■ **Exercise**
Can you convert the rows below into a two-column CSV with the headers instruction and response, one line for each row, with every field in double quotes and its line breaks replaced by spaces? Leave out the pictures.

■ **Task input**
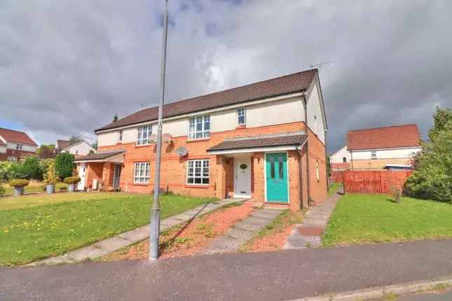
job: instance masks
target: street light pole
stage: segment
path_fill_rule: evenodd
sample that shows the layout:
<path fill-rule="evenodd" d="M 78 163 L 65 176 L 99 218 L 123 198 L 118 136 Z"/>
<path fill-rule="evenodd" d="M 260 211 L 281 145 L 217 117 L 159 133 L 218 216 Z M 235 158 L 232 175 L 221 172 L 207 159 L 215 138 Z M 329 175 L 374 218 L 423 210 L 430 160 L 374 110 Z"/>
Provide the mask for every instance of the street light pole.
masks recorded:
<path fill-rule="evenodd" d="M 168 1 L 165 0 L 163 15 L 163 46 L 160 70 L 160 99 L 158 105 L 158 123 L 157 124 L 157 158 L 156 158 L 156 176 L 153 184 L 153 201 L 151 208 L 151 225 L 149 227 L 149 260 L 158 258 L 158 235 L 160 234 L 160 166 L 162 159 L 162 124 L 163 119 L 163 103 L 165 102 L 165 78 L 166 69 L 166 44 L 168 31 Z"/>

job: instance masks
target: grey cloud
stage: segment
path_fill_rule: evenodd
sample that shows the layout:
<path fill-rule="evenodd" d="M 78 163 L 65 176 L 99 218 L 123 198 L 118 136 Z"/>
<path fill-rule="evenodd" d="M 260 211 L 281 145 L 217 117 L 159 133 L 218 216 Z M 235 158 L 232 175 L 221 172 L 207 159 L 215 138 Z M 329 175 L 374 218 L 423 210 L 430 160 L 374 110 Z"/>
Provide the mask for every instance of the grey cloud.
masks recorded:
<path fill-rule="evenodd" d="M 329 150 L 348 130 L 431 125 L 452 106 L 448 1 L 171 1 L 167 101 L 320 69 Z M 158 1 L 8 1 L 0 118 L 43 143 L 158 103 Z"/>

■ **Result below**
instruction,response
"job: instance masks target: street light pole stage: segment path_fill_rule: evenodd sample that shows the layout: <path fill-rule=""evenodd"" d=""M 78 163 L 65 176 L 99 218 L 123 198 L 118 136 Z""/> <path fill-rule=""evenodd"" d=""M 260 211 L 281 145 L 217 117 L 159 133 L 218 216 Z M 235 158 L 232 175 L 221 172 L 207 159 L 215 138 Z M 329 175 L 374 218 L 423 210 L 430 160 L 374 110 Z""/> Provide the mask for every instance of the street light pole. masks recorded:","<path fill-rule=""evenodd"" d=""M 168 1 L 165 0 L 163 15 L 163 46 L 160 70 L 160 99 L 158 105 L 158 123 L 157 124 L 157 158 L 156 158 L 156 176 L 153 184 L 153 201 L 151 208 L 151 225 L 149 227 L 149 260 L 158 258 L 158 235 L 160 234 L 160 166 L 162 159 L 162 124 L 163 119 L 163 103 L 165 102 L 165 78 L 166 69 L 166 44 L 168 31 Z""/>"
"job: instance masks target: grey cloud stage: segment path_fill_rule: evenodd sample that shows the layout: <path fill-rule=""evenodd"" d=""M 78 163 L 65 176 L 99 218 L 123 198 L 118 136 Z""/> <path fill-rule=""evenodd"" d=""M 260 211 L 281 145 L 217 117 L 159 133 L 218 216 Z M 235 158 L 232 175 L 221 172 L 207 159 L 215 138 Z M 329 175 L 374 218 L 423 210 L 430 160 L 374 110 Z""/> Provide the mask for every instance of the grey cloud. masks recorded:","<path fill-rule=""evenodd"" d=""M 329 150 L 348 130 L 431 125 L 452 106 L 448 1 L 171 1 L 167 101 L 320 69 Z M 158 1 L 8 1 L 0 118 L 43 143 L 158 103 Z""/>"